(Natural-language object grounding data)

=====

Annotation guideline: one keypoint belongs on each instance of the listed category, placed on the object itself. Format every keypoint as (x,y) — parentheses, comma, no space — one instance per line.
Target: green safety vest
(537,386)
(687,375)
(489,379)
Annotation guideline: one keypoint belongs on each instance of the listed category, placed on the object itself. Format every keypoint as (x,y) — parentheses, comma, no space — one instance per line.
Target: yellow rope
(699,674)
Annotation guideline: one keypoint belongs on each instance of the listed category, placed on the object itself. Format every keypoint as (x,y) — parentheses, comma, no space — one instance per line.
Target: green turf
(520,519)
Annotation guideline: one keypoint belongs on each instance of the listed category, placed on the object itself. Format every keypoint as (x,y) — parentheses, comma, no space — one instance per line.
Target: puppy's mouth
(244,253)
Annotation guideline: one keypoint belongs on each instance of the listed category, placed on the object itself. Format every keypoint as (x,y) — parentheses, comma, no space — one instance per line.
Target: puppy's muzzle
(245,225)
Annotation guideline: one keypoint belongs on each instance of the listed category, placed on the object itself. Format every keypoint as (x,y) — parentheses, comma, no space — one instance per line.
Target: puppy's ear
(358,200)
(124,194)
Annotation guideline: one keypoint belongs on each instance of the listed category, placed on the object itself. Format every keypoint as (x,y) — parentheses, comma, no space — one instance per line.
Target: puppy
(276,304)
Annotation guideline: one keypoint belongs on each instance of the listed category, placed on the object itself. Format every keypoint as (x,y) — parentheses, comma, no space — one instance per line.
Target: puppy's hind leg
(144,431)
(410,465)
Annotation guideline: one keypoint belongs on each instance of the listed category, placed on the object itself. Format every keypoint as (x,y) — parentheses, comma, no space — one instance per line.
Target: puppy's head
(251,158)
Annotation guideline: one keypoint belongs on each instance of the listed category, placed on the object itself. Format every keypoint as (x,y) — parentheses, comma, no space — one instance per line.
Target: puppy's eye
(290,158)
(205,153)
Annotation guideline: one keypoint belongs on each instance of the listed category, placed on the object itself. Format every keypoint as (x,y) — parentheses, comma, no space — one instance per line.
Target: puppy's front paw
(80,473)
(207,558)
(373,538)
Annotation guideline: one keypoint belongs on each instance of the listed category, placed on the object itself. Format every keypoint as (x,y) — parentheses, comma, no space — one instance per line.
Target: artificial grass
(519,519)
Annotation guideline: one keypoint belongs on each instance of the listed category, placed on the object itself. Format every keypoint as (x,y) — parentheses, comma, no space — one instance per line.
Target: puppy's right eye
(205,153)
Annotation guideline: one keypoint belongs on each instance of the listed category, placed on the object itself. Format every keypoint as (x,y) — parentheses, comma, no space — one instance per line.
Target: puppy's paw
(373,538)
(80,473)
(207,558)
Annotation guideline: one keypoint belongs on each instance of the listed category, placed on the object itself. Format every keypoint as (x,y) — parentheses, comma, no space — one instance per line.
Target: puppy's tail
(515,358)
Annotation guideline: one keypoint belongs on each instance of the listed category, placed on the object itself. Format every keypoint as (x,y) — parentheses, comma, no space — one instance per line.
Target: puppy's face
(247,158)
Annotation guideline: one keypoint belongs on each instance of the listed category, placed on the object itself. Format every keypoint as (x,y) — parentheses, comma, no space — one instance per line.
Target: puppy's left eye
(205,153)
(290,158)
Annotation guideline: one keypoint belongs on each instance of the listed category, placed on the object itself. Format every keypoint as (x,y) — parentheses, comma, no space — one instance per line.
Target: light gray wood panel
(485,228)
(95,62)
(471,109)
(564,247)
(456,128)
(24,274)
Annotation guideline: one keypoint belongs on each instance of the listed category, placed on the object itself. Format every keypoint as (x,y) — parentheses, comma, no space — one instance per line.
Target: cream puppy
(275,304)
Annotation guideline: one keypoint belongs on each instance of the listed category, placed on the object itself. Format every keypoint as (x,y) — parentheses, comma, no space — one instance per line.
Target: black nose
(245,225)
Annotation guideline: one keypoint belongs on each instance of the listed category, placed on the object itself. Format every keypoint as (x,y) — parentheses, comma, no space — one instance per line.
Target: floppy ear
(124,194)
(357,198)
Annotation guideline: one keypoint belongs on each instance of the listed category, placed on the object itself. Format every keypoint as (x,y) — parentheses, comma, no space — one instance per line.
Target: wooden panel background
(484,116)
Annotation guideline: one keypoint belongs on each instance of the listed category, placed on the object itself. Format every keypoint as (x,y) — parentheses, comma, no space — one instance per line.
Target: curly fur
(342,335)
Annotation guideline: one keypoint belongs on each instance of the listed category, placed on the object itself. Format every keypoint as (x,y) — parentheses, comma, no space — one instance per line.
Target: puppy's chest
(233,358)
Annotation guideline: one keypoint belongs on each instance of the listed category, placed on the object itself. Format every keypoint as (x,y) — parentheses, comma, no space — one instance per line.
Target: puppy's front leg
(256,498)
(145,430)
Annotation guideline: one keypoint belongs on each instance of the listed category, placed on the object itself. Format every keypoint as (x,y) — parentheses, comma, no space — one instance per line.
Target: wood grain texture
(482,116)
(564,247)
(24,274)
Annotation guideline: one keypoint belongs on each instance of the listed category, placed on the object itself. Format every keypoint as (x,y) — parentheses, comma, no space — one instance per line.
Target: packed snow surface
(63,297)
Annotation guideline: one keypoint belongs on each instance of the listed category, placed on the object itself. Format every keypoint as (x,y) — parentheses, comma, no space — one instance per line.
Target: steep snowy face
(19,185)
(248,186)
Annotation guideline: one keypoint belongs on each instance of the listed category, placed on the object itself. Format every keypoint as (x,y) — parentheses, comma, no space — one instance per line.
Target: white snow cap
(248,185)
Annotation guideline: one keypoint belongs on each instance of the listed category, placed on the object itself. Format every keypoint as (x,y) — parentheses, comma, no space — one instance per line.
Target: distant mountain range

=====

• **Requirement**
Once you have read the entries, reproduce each one exactly.

• **Exercise response**
Annotation guideline: one keypoint belongs on each instance of the listed category, placed on the object itself. Format every keypoint as (x,y) — parentheses, comma, no space — one instance per line.
Target: green safety vest
(537,386)
(687,375)
(489,379)
Annotation guideline: one keypoint belongs on each instance of the listed category, placed on the object itself. Format every keypoint as (x,y) — parentheses, comma, no space — one instance per line.
Target: yellow rope
(699,674)
Annotation guideline: one keypoint belongs on each instance of the listed category, placed on the object itself. Format every keypoint as (x,y) — parentheses, comma, no space — one instance per line.
Target: green turf
(520,519)
Annotation guideline: one keypoint belongs on each instance of the listed category, placed on the object itself. Format every keypoint as (x,y) — parentheses, comma, no space — one instance per line.
Target: puppy's mouth
(244,253)
Annotation guideline: one keypoint belongs on each instance of the listed category, placed on the object itself. Format every keypoint as (x,y) — parentheses, comma, no space — one instance per line.
Target: puppy's muzzle
(245,225)
Annotation guideline: one keypoint belongs on each instance of the listed category, placed on the object itself. Format every keypoint as (x,y) — parentheses, comma, no space — one instance per line.
Target: puppy's ear
(358,200)
(124,194)
Annotation guideline: one keypoint belongs on each instance of the listed category, placed on the object itself. Format every keypoint as (x,y) — parentheses, comma, no space — one instance per line.
Target: puppy
(276,304)
Annotation guideline: one keypoint belongs on each instance of the listed category, placed on the object itself. Format every keypoint as (x,y) — parentheses, comma, no space — one instance per line.
Target: puppy's hind leg
(144,431)
(410,465)
Annotation guideline: one keypoint belongs on each instance of the listed category, placed on the object itself. Format every keypoint as (x,y) — parentheses, comma, no space — one instance per line.
Target: puppy's head
(251,158)
Annotation guideline: one keypoint belongs on each instance of the listed category, placed on the object itself. Format every keypoint as (x,y) — parentheses, comma, no space — one instance per line.
Target: puppy's eye
(290,158)
(205,153)
Annotation guideline: one keypoint belongs on each instance of the listed category, placed on the object itself. Format every keypoint as (x,y) — parentheses, comma, no space — one instance per line.
Target: puppy's front paw
(80,473)
(207,558)
(373,538)
Annotation guideline: one keypoint belongs on each instance of the listed category, placed on the object itself. Format every keypoint as (x,y) — parentheses, comma, no space — one instance per line.
Target: artificial grass
(519,519)
Annotation guideline: one keypoint belongs on each instance of the listed category, placed on the object itself. Format every keypoint as (x,y) — parentheses, comma, no space — one instance per line.
Target: puppy's right eye
(205,153)
Annotation guideline: one keypoint belongs on each instance of the listed category, placed on the object itself. Format every keypoint as (x,y) — parentheses, comma, no space — one instance per line.
Target: puppy's paw
(373,538)
(80,473)
(207,558)
Annotation guideline: one keypoint belongs on each instance of the listed category, placed on the object itself. Format every keypoint as (x,y) — parentheses, comma, no space — one instance per line.
Target: puppy's tail
(515,358)
Annotation guideline: one keypoint belongs on each instance of the listed category, placed on the object itself. Format every keypoint as (x,y) — parentheses, comma, no space — one instance per line.
Target: puppy's face
(247,158)
Annotation guideline: one keypoint belongs on each instance of the listed category, placed on the object itself. Format every keypoint as (x,y) — parentheses, comma, no space — one instance per line.
Target: puppy's left eye
(205,153)
(290,158)
Annotation guideline: one keypoint belongs on each instance of the listed category, placed on the object itself. Format every keypoint as (x,y) — parentheses, comma, no space — one instance per line.
Target: light gray wood panel
(485,228)
(95,62)
(471,109)
(564,247)
(456,128)
(24,274)
Annotation guideline: one keypoint belongs on each instance of the listed category, placed on the object itself. Format every keypoint as (x,y) — parentheses, comma, no space — one instance per line.
Target: cream puppy
(275,304)
Annotation guideline: one keypoint belongs on each instance of the listed category, placed on the object itself. Format every keypoint as (x,y) — parentheses, comma, no space — one instance per line.
Target: black nose
(245,225)
Annotation guideline: one keypoint belongs on each instance of the listed category, placed on the object itself. Format every keypoint as (x,y) — parentheses, comma, no space — one instance per line.
Target: floppy ear
(124,194)
(357,198)
Annotation guideline: one keypoint belongs on each instance of the listed category, placed on the object itself. Format every keypoint as (x,y) — parentheses, comma, no space — one instance per line.
Target: wooden panel background
(484,116)
Annotation guideline: one keypoint belongs on each instance of the listed category, placed on the object itself. Format every keypoint as (x,y) — parentheses, comma, no space — one instance per line.
Target: curly fur
(342,335)
Annotation guideline: one keypoint belongs on each instance of the listed category, placed on the object itself. Format every keypoint as (x,y) — parentheses, comma, no space — one instance per line.
Target: puppy's chest
(233,358)
Annotation guideline: one keypoint belongs on each instance of the listed category, placed on the object itself. Format every keypoint as (x,y) — parentheses, comma, no space — one instance per line.
Target: puppy's front leg
(256,498)
(145,430)
Annotation guideline: one keypoint belongs on each instance of the listed category, placed on the object itself. Format every keypoint as (x,y) — parentheses, comma, no space — one instance per line.
Target: wood grain texture
(482,116)
(564,247)
(24,274)
Annotation guideline: one keypoint belongs on each instance of the listed category, placed on the object itself. Format every keypoint as (x,y) — parentheses, comma, no space — one instance per line.
Target: packed snow surface
(63,297)
Annotation guideline: one keypoint belongs on each instance of the listed category, placed on the object itself. Format every keypoint as (x,y) — parentheses, comma, no space — one instance per line.
Target: steep snowy face
(19,185)
(248,186)
Annotation guideline: one keypoint belongs on each instance of the listed category, placed on the object itself. Format every keypoint as (x,y) — parentheses, comma, no space — one instance per line.
Target: white snow cap
(248,185)
Annotation guideline: one keypoint belongs on each instance of the listed category, placed on the object itself. Format every keypoint as (x,y) — parentheses, comma, no space — one instance per line.
Target: distant mountain range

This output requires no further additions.